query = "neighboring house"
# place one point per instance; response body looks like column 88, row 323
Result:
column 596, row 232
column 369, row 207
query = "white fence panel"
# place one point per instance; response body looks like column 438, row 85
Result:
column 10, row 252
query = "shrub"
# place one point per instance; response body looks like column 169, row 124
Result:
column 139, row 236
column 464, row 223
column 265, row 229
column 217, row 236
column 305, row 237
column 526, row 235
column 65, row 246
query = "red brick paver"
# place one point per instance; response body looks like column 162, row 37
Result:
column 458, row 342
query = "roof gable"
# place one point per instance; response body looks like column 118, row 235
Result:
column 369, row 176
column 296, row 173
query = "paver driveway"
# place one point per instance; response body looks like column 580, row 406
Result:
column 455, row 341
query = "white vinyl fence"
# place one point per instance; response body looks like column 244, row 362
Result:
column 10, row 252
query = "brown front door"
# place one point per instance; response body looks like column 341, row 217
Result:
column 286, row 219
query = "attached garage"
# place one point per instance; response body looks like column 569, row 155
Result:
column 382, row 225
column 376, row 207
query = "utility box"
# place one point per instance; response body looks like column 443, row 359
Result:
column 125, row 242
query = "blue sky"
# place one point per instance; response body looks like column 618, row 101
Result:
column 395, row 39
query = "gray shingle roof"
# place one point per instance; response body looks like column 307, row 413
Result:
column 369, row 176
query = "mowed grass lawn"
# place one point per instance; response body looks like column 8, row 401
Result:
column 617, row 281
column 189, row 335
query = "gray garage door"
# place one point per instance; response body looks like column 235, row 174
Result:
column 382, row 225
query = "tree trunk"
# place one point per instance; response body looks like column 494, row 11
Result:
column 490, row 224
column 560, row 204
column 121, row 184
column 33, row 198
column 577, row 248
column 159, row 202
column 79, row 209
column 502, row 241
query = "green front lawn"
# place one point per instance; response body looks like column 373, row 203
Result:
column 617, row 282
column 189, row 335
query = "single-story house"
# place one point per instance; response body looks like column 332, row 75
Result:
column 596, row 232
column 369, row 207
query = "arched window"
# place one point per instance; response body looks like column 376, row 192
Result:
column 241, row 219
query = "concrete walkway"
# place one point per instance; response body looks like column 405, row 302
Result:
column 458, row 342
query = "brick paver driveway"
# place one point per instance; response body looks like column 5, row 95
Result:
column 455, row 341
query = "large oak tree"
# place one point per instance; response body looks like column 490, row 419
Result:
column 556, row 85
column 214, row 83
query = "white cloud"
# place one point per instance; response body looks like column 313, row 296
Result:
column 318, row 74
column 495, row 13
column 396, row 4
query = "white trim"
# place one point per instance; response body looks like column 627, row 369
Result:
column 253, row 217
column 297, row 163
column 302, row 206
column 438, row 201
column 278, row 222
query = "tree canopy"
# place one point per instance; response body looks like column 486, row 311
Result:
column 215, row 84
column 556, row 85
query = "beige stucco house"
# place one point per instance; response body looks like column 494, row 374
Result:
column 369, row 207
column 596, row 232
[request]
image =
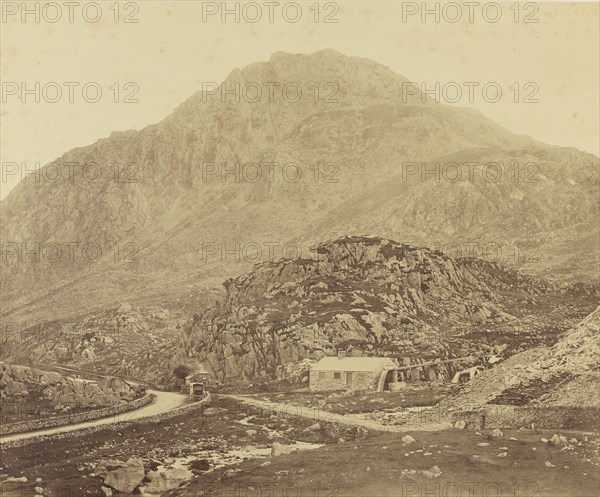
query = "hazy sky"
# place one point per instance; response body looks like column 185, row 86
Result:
column 170, row 51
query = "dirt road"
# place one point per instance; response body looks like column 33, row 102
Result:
column 318, row 415
column 164, row 401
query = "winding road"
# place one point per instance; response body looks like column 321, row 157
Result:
column 318, row 415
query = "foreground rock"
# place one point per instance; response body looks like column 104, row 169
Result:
column 122, row 476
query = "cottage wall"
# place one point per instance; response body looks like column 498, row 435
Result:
column 325, row 380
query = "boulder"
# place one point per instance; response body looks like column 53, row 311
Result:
column 559, row 441
column 279, row 449
column 16, row 389
column 407, row 439
column 167, row 479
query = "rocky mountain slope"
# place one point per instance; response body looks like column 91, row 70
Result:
column 128, row 340
column 138, row 232
column 38, row 390
column 373, row 296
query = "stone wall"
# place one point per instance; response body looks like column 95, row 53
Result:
column 360, row 380
column 117, row 425
column 73, row 418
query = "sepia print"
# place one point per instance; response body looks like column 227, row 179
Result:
column 299, row 249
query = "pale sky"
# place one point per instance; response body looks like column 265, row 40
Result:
column 170, row 51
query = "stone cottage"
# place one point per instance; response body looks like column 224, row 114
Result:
column 354, row 373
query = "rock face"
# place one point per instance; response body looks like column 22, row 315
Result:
column 63, row 392
column 566, row 374
column 127, row 340
column 157, row 232
column 373, row 296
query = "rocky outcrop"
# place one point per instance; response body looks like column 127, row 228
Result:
column 564, row 375
column 372, row 296
column 151, row 228
column 64, row 393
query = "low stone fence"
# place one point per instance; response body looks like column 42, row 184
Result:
column 505, row 416
column 114, row 426
column 74, row 418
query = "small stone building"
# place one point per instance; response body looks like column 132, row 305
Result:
column 353, row 373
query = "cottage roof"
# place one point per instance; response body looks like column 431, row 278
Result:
column 353, row 364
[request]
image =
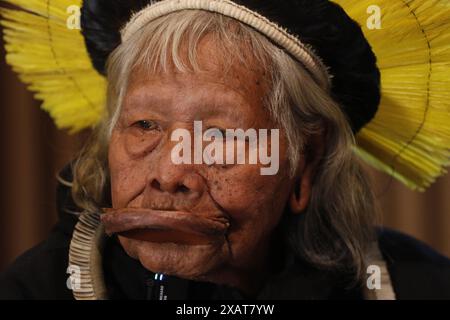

- **Exercise**: Reproduce the material word for word. Any pictures should be left out of the copy.

- **Expected answer**:
query = "neighboring house"
# place one point per instance; response body looks like column 88, row 323
Result:
column 596, row 232
column 369, row 207
query = "white fence panel"
# place one point per instance; response body looks like column 438, row 85
Result:
column 10, row 252
query = "shrub"
# place one point per instance; response body looks like column 169, row 124
Result:
column 139, row 236
column 464, row 223
column 265, row 229
column 217, row 236
column 305, row 237
column 526, row 235
column 65, row 246
query = "red brick paver"
# place one point per instance; response body looks like column 162, row 37
Result:
column 458, row 342
query = "roof gable"
# place one point per instance; response body looks like column 118, row 235
Result:
column 369, row 176
column 296, row 173
query = "paver driveway"
# place one point per instance; response body looks like column 580, row 406
Result:
column 455, row 341
query = "white vinyl fence"
# place one point per instance; response body looks like column 244, row 362
Result:
column 10, row 252
query = "brown front door"
# place one point per instance; response body looks like column 341, row 217
Result:
column 286, row 219
query = "attached garage"
# place one point per instance; response body looks like column 569, row 155
Result:
column 382, row 225
column 376, row 207
query = "utility box"
# place one point per instance; response body looks like column 443, row 359
Result:
column 125, row 242
query = "blue sky"
# place one point per instance; response body looks like column 618, row 101
Result:
column 395, row 39
query = "gray shingle roof"
# place one point per instance; response body looks like column 307, row 413
Result:
column 369, row 176
query = "mowed grass lawn"
# place one point per instance; response body looks like column 8, row 401
Result:
column 617, row 281
column 189, row 335
query = "gray garage door"
# place one point per instance; response body looks like column 235, row 174
Result:
column 382, row 225
query = "tree trunk"
# place one point per instance; response body looks like column 494, row 11
Result:
column 490, row 224
column 560, row 204
column 121, row 184
column 33, row 198
column 577, row 248
column 159, row 202
column 79, row 209
column 502, row 241
query = "green front lawn"
# place one point per instance; response body looks like column 373, row 203
Result:
column 617, row 282
column 189, row 335
query = "single-story house"
# place one point per instance; response body looks like column 332, row 75
Result:
column 596, row 232
column 369, row 207
query = "arched window"
# place one point per instance; response body looks like column 376, row 192
Result:
column 241, row 219
query = "concrete walkway"
# place one point per instance; response body looks like column 405, row 302
Result:
column 458, row 342
query = "brick paver driveway"
# place one point per instance; response body looks like column 5, row 95
Result:
column 455, row 341
query = "large oak tree"
# place one point per instance; response body looks like column 490, row 419
Result:
column 556, row 85
column 214, row 83
query = "white cloud"
# place one point per instance; response body looks like column 313, row 296
Result:
column 318, row 74
column 495, row 13
column 396, row 4
query = "white trim"
# place one point per instance; response body looks like column 627, row 369
Result:
column 253, row 217
column 297, row 163
column 302, row 206
column 438, row 201
column 278, row 222
query = "tree canopy"
# place one point per instance; response body looks like column 486, row 311
Result:
column 215, row 84
column 556, row 85
query = "beige stucco house"
# place one point per instance; response body looks like column 494, row 374
Result:
column 369, row 207
column 596, row 232
[request]
image =
query = "hazy sky"
# place one point per instance; response body looks like column 185, row 86
Result:
column 170, row 51
query = "dirt road"
# place one point per instance; response body looks like column 33, row 102
Result:
column 318, row 415
column 164, row 401
query = "winding road"
# place one point per instance; response body looks like column 321, row 157
Result:
column 318, row 415
query = "foreground rock"
# place one point per instance; response body looks like column 104, row 169
Result:
column 122, row 476
query = "cottage wall"
# place one point per instance; response body looks like column 498, row 435
Result:
column 325, row 380
query = "boulder"
# place one point per instance; response body looks like column 53, row 311
Result:
column 559, row 441
column 279, row 449
column 16, row 389
column 407, row 439
column 167, row 479
query = "rocky mountain slope"
# place one point per instance; response body looks like column 91, row 70
Result:
column 128, row 340
column 138, row 232
column 38, row 390
column 373, row 296
query = "stone wall"
# place one point per instance; response body looks like column 95, row 53
Result:
column 360, row 380
column 117, row 425
column 73, row 418
query = "sepia print"
# place one point per instance; response body looks like column 227, row 179
Result:
column 299, row 249
query = "pale sky"
# place one point per instance; response body looks like column 265, row 40
Result:
column 170, row 51
query = "stone cottage"
# place one point per instance; response body looks like column 224, row 114
Result:
column 354, row 373
query = "rock face"
# place one point per instance; response body looks like column 22, row 315
Result:
column 63, row 392
column 566, row 374
column 127, row 340
column 157, row 232
column 373, row 296
query = "rocky outcrop"
# place one point per instance; response body looks like column 127, row 228
Result:
column 564, row 375
column 372, row 296
column 151, row 228
column 64, row 393
query = "low stone fence"
# place one point per instance; response body looks like column 42, row 184
Result:
column 505, row 416
column 114, row 426
column 74, row 418
query = "small stone building"
# place one point per instance; response body looks like column 132, row 305
Result:
column 353, row 373
query = "cottage roof"
# place one point per instance; response body looks like column 431, row 278
Result:
column 353, row 364
[request]
image =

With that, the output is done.